__Set of tasks__.
a – In the pedal-building forum thread, why was the 12v zener diode supposedly part of the circuit?
b – Do these statements agree with the pedal-building forum thread? (i) pgosselin soldered in the zener diode after reading the replies from Thermionix and duck_arse. (ii) IC#2 is a TL022CP. (iii) Thermionix follows a vero layout better than a schematic.
c – Carry on the pedal-building forum thread from its last line.
Document section start
No worries about the black border, Slowpoke. I'm just glad to have the help.

You are correct, that is a jumper. As I researched this pedal, a lot of builders said that 12v zener diode was unnecessary if you had a regulated power supply. The diode is supposedly a relic from the days when Boss used a 12v unregulated wall wart.

But maybe the layouts of the people omitting it differed a little from this one?

Fortunately, I ordered 12v zener diode with the rest of my parts just in case. I'll swap the parts and see if that makes a difference.

Thanks again for taking a look at my post.
"There are gonna be two dates on your tombstone,
All your friends will read 'em,
But all that's gonna matter
Is that little dash between them."
--From the song, "Life Down Here on Earth" by Kevin Welch

thermionix

I can't follow a vero layout nearly as well as a schematic, but there's a good chance that omitting that zener means just that, use nothing in its place rather than a jumper.  I would try snipping that out, see what happens.  If you want to replace it later, just use some component lead clipping (free!).

duck_arse

measure the resistance between pin 8 and 4 on the opamps, then, like therm says, snip that zero link, and measure resistance again. and if you are worried about voltsing up the IC's, just pull them from the sockets before you power on, and do voltage measures on the empty pins.
don't make me draw another line.

pgosselin

Thanks for the help Slowpoke101, Thermionix and duck_arse. I'm getting closer.

I went ahead and snipped the jumper and soldered in the zener diode. I had already done it last night before Thermionix and duck_arse replied. (But I came to the same conclusion as you all: if I was going to omit it, I didn't need to add the jumper.) As things stand now I have the diode in place so I'm sticking with that for now.

The results:
-- I am no longer cooking that poor little 33 ohm resistor, but the effect is still not working right.
--However, the good news is that before, I couldn't get a signal through. Now I am getting a barely perceptible one through one through when I touch the audio probe to the hot lug of the input jack and to the foot switch lugs. It's barely there, but it's there. At random, I touched the audio probe elsewhere on the circuitboard and got a regular level signal through. So that's progress.

If by looking at my IC chip and transistor readings you all can point me in the right direction to narrow my search for more errors, here's the NEW data:

IC#1 (JRC4558D)
1. 3.09v
2. 3.09v
3. 3.09v
4. 0
5. 3.09v
6. 3.09v
7. 3.09v
8. 9.18v

IC#2 (TL022CP)
1. 8.51v
2. 3.09v
3. 3.91v
4. 0
5. 3.09v
6. 6.37v
7. 3.16v
8. 9.18v

IC#3 (MN3007)
1. 9.19v
2. 4.71v
3. 2.45v
4. .614v
5. 0
6. 4.69v
7. 3.12v
8. 3.12v

IC#4 (MN3101)
1. 9.19v
2. 4.69v
3. 0
4. 4.71v
5. .224v
6. 8.38v
7. 2.51v
8. .614v

And here are the readings from the 5 transistors (2N5088)

Q1
E 2.31v
B 9.17v
C 9.19v

Q2
E 2.45v
B 3v
C 9.19v

Q3
E 3.09v
B 2.98v
C 9.19v

Q4
E 0
B .702v
C 4.06v

Q5
E 1.112v
B 3.07v
C 9.19v

Oh and, duck_arse, I am gong to sound like a complete idiot, but how do i measure the resistance between pins 8 and 4 on op amps? Do I set my multimeter to ohms and then put a probe against each leg? Do I do it with power on or off? I would assume off.
Document section end
Extracted data start
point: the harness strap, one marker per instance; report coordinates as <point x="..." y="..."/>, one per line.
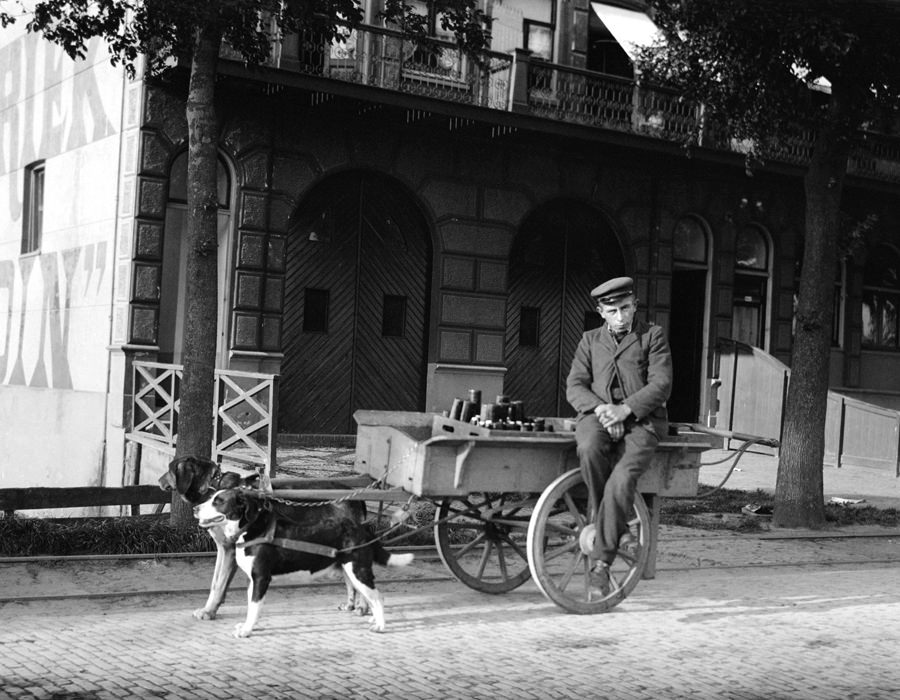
<point x="296" y="545"/>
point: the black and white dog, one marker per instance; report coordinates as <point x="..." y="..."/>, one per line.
<point x="196" y="479"/>
<point x="273" y="537"/>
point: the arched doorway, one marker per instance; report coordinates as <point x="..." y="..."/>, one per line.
<point x="563" y="250"/>
<point x="356" y="305"/>
<point x="173" y="285"/>
<point x="690" y="281"/>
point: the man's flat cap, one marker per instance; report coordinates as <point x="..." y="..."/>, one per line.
<point x="613" y="289"/>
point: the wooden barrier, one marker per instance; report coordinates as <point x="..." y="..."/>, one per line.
<point x="41" y="498"/>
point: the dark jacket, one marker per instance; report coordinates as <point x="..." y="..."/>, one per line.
<point x="644" y="365"/>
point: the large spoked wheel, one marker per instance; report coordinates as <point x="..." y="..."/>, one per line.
<point x="481" y="539"/>
<point x="560" y="539"/>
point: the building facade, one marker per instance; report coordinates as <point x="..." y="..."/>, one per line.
<point x="400" y="225"/>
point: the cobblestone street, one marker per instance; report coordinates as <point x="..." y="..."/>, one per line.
<point x="814" y="631"/>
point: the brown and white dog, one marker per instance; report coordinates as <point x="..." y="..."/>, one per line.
<point x="195" y="479"/>
<point x="273" y="537"/>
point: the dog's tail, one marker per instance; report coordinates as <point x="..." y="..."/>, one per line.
<point x="385" y="558"/>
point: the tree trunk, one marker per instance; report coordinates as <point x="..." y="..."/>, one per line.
<point x="799" y="498"/>
<point x="196" y="414"/>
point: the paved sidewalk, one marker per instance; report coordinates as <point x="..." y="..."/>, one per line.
<point x="816" y="633"/>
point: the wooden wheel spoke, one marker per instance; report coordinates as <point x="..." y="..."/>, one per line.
<point x="501" y="560"/>
<point x="485" y="557"/>
<point x="567" y="575"/>
<point x="560" y="551"/>
<point x="560" y="567"/>
<point x="515" y="547"/>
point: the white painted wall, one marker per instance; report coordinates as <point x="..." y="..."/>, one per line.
<point x="56" y="304"/>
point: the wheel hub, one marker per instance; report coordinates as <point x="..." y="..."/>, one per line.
<point x="587" y="538"/>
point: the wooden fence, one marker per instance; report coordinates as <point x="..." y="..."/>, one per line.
<point x="41" y="498"/>
<point x="245" y="413"/>
<point x="752" y="390"/>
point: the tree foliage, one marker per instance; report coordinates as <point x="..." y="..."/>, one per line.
<point x="764" y="67"/>
<point x="825" y="71"/>
<point x="162" y="31"/>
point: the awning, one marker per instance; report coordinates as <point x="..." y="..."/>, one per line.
<point x="630" y="28"/>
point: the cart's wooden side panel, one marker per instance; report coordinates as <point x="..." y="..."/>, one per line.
<point x="675" y="470"/>
<point x="387" y="454"/>
<point x="455" y="467"/>
<point x="434" y="457"/>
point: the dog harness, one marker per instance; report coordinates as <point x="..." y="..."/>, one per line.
<point x="296" y="545"/>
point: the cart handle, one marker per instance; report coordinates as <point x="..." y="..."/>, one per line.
<point x="733" y="435"/>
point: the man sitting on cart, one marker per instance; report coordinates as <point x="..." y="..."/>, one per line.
<point x="620" y="379"/>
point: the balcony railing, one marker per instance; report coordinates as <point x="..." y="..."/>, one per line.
<point x="516" y="82"/>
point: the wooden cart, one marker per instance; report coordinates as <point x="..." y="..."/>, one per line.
<point x="510" y="506"/>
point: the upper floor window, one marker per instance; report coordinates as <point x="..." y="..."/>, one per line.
<point x="751" y="282"/>
<point x="33" y="213"/>
<point x="881" y="298"/>
<point x="539" y="39"/>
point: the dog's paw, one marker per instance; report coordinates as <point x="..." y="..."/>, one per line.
<point x="204" y="614"/>
<point x="242" y="630"/>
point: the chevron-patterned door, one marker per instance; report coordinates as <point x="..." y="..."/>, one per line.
<point x="562" y="251"/>
<point x="355" y="314"/>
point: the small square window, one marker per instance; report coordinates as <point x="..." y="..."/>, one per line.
<point x="33" y="215"/>
<point x="315" y="310"/>
<point x="393" y="317"/>
<point x="529" y="327"/>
Extracted data end
__Solved tasks__.
a – It was supposedly a relic from the days when Boss used a 12v unregulated wall wart.

b –
(i) No: "I had already done it last night before Thermionix and duck_arse replied."
(ii) Yes: "IC#2 (TL022CP)"
(iii) No: "I can't follow a vero layout nearly as well as a schematic"

c –
Once again, everyone, thanks for all the help thus far. And since there appear to be so many Aussies helping me, just so you all know, the first song that plays when I audio probe is AC/DC's "You Shook Me All Night Long."  :D
"There are gonna be two dates on your tombstone,
All your friends will read 'em,
But all that's gonna matter
Is that little dash between them."
--From the song, "Life Down Here on Earth" by Kevin Welch

Slowpoke101

You are making progress - no magic smoke being emitted.

Q1 - its base voltage is far too high. Should be about 4.9V - perhaps shorted to its collector.

You do have to adjust the trimmer. A good starting point is to measure pin 5 of IC1 and adjust the trimmer for 5V.
Once you have corrected the Q1 problem and adjusted the trimmer, try to see if you can get audio through the pedal.
You must have the "Vibe" switch closed. This will allow dry audio to pass. If you have dry audio - good and now onto the next problem.

IC2 (TL022) which is the LFO doesn't seem to be working - according to the voltages you posted. Have a good look for any shorts or solder bridges in that area. Make sure that you have the Rate pot correctly installed and that it actually works. Pin 1 of IC2 should go from nearly 0V and up to 8V. The speed at which it does this depends on the rate pot setting.

If all is working now you can move on to the correct setting of the trimmer. Set the "Vibe" switch to open and see if you have any audio passing through - if you do, set Rate to midrange and Depth to maximum then adjust the trimmer so that the audio you are hearing is not too distorted but is still being modified by the delay effect. Easy to do with an oscilloscope but fiddly to do by ear.

If you still have problems measure all the voltages again and let us know.

Now for that link that you used as D3. If you look at the Tonepad parts list there is no D3. It is actually listed as D7 (11V zener). If you look at Tonepad's schematic you will see that D7 is connected to the main power rail (9V) and to ground (0V). If you replace it with a link you effectively short out the incoming power and release the magic smoke. So it would have been better to have nothing installed in the D3 position. You don't really need to have the zener but it can save the MN3007 from frying if something does go wrong.

Good job on AC/DC. A great band.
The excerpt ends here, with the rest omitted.